Cornwall College mourns passing of promising student
MONTEGO BAY, St James — A pall of gloom continues to hang stubbornly over Cornwall College’s school community, following the sudden death of one of their promising students, days before the start of the Easter Term.
On December 28, Cedric ‘CJ’ Murray, a 17-year-old grade 11 student at the Montego
Bay-based institution, was taken to hospital for medical attention, after he complained of having a headache.
He later returned home but things took a turn for the worst that night when he wet his bed and became mostly unresponsive.
At about 2:00 am the following day he was again taken to hospital, where he was admitted following a battery of tests.
But, within 10 hours of being at the medical facility, he was pronounced dead.
On Monday, Vice-Principal of Cornwall College, Lisa Allen, described Cedric as “a very good, active and valuable student, someone we would be happy to continue having”.
Allen said that the school community is taking Murray’s untimely passing very hard and that counselling has had to be provided for students, some of whom cried openly at the sad news.
Teachers are also in disbelief, she told the Jamaica Observer West.

▸ Problem 1:
Copy the passage of the news report on the Cornwall College student from "He later returned" up to and including "was pronounced dead.".
▸ Problem 2:
In the news report on the Cornwall College student, what did Cedric Murray complain of before he was taken to hospital on December 28?

Dataset entries:
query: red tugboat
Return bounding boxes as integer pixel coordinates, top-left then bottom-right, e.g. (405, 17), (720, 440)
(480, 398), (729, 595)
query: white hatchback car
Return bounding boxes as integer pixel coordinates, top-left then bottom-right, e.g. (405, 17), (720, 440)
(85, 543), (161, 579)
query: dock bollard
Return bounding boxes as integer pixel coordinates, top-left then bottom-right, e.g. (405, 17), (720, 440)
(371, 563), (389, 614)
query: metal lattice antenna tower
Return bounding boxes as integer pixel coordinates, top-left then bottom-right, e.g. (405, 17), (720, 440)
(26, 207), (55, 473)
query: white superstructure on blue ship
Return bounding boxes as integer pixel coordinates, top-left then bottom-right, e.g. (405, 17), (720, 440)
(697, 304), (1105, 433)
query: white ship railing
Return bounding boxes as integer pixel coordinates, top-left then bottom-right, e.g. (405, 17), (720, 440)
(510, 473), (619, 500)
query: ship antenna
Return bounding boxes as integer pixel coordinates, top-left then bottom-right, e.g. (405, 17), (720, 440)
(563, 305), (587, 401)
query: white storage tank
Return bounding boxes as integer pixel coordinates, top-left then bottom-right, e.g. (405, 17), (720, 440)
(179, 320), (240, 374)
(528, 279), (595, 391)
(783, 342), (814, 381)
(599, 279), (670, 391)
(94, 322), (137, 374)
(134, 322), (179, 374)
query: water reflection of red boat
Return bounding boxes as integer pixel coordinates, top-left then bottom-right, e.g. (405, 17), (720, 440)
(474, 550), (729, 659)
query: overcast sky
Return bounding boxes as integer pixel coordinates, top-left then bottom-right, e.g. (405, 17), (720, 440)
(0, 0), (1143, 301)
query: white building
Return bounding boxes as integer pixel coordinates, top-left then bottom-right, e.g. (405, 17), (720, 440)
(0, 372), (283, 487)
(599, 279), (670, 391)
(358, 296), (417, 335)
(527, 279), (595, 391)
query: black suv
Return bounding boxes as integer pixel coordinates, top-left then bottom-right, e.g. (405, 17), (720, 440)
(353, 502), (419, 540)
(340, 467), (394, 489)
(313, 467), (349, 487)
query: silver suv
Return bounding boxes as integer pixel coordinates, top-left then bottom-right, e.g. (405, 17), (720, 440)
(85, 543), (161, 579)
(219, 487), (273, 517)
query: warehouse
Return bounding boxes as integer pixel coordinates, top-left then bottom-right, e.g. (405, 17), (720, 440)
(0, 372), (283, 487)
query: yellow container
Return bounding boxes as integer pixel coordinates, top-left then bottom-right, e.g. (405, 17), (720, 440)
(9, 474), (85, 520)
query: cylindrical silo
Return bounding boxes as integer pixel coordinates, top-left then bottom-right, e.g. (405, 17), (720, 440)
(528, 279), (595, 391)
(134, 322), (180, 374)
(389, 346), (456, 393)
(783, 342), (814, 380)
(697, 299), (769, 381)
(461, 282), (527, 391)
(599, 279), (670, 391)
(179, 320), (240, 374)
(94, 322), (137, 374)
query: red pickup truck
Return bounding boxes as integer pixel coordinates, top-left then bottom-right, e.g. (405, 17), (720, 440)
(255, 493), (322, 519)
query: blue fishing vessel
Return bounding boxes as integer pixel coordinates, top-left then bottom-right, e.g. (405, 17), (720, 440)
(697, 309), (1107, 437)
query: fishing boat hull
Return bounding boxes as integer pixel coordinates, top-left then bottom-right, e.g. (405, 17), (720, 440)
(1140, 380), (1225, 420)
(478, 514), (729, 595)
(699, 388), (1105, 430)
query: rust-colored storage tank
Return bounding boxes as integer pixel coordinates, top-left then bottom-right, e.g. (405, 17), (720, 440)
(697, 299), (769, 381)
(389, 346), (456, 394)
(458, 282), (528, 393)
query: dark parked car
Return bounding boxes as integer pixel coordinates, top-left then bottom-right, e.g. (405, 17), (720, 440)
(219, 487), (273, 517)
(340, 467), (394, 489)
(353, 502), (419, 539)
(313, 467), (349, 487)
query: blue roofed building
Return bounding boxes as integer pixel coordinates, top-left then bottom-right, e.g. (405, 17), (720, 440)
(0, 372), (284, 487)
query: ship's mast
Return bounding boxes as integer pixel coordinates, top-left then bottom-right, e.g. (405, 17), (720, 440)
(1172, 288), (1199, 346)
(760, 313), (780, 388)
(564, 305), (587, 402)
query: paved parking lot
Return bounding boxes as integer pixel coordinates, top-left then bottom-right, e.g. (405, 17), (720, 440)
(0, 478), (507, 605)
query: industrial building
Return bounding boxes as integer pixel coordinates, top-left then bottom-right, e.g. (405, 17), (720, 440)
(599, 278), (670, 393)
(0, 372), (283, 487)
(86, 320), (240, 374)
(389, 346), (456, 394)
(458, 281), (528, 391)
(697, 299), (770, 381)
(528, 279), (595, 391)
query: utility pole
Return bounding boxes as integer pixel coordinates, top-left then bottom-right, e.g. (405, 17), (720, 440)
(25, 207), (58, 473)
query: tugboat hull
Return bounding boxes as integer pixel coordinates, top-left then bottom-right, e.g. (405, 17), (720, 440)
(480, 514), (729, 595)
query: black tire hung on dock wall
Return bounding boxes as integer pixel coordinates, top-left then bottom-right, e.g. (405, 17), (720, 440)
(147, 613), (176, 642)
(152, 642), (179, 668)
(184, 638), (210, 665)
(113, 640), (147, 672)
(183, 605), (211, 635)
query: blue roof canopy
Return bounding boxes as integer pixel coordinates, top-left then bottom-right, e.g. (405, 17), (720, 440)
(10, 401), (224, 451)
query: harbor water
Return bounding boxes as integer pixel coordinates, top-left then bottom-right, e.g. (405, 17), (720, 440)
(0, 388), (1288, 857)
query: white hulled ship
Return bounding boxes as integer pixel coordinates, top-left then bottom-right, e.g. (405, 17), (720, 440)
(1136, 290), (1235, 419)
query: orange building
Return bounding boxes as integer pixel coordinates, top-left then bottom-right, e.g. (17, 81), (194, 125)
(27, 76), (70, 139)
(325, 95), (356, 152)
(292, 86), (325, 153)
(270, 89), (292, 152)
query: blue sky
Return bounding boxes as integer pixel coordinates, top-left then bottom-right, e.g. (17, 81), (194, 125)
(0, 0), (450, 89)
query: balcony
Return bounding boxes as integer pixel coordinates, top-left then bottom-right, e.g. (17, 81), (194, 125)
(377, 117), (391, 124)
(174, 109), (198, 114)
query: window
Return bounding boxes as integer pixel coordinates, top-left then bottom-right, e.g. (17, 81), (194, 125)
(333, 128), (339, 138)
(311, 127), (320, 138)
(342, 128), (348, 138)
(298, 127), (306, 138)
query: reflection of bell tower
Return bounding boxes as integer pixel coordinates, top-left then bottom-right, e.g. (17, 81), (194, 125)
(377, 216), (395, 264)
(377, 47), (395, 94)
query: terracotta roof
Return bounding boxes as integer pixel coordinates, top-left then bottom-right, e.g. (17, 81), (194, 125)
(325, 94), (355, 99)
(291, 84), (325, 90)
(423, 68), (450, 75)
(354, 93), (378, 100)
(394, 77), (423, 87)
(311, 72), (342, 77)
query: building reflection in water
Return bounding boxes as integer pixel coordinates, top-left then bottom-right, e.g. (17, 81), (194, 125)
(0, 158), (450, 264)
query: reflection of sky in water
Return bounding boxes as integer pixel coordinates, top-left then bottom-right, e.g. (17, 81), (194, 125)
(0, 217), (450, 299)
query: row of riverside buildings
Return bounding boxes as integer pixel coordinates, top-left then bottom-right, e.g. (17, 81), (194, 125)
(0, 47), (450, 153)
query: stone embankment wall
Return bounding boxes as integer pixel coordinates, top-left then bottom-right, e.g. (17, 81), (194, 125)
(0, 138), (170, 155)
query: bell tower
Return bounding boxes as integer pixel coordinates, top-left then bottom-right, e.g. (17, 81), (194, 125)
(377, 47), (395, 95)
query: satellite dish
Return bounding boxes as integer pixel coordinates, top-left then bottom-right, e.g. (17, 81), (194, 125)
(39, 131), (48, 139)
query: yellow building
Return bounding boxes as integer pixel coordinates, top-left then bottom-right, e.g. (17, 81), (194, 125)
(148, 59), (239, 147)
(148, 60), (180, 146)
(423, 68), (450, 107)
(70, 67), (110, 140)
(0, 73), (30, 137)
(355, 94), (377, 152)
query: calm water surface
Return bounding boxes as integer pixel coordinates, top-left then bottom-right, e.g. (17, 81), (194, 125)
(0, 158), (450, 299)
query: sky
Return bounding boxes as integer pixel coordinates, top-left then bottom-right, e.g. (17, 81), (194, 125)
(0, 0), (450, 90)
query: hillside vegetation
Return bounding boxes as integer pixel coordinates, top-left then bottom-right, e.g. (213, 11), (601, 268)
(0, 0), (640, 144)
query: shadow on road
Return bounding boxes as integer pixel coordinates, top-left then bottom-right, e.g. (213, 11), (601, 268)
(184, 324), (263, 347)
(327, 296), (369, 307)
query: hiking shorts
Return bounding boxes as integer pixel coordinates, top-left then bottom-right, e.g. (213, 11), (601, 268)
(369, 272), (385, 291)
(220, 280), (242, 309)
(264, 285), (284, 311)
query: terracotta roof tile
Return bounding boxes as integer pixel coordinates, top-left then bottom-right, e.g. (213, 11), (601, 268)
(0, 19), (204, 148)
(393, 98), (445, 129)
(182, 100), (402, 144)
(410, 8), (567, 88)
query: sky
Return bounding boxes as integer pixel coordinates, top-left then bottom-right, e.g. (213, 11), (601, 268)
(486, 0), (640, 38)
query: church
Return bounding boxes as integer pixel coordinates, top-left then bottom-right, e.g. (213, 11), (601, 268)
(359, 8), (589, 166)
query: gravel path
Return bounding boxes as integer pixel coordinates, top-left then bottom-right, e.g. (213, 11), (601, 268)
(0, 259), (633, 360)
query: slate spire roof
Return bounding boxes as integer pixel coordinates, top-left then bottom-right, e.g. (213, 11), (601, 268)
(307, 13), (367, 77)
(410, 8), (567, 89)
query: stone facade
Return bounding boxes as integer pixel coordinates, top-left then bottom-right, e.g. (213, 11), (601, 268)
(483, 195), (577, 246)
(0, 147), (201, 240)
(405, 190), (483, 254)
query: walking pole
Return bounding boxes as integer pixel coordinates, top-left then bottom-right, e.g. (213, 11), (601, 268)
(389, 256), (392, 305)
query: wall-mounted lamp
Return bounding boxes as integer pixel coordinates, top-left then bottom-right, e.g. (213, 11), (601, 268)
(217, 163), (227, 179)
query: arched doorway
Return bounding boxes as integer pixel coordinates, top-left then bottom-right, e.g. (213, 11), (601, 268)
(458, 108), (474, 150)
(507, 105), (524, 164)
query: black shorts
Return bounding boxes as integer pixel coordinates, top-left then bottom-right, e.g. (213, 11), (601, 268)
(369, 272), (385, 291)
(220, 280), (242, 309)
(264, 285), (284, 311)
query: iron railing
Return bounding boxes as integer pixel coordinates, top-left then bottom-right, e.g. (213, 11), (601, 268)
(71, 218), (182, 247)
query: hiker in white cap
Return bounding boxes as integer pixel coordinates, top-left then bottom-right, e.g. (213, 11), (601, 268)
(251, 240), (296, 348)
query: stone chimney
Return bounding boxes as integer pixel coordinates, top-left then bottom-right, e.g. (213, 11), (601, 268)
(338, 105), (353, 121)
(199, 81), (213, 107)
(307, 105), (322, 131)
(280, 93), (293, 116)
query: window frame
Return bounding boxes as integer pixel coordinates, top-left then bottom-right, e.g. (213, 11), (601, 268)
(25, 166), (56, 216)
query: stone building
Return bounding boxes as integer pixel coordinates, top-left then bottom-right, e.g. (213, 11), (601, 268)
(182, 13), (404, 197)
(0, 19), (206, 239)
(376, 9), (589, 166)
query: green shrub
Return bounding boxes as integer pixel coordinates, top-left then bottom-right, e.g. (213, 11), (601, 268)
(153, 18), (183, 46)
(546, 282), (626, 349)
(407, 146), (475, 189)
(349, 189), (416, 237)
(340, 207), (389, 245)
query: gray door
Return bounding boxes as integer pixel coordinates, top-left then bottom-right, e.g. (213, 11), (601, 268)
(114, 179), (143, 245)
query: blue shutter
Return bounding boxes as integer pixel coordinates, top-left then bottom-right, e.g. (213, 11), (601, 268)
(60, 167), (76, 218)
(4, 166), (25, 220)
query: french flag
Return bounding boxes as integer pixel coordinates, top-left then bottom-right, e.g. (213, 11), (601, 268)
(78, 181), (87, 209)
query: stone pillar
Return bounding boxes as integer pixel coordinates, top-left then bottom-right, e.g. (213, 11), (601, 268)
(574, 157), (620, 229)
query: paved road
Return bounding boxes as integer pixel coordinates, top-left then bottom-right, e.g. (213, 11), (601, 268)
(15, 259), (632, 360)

▸ Your response 1:
He later returned home but things took a turn for the worst that night when he wet his bed and became mostly unresponsive.
At about 2:00 am the following day he was again taken to hospital, where he was admitted following a battery of tests.
But, within 10 hours of being at the medical facility, he was pronounced dead.

▸ Your response 2:
He complained of having a headache.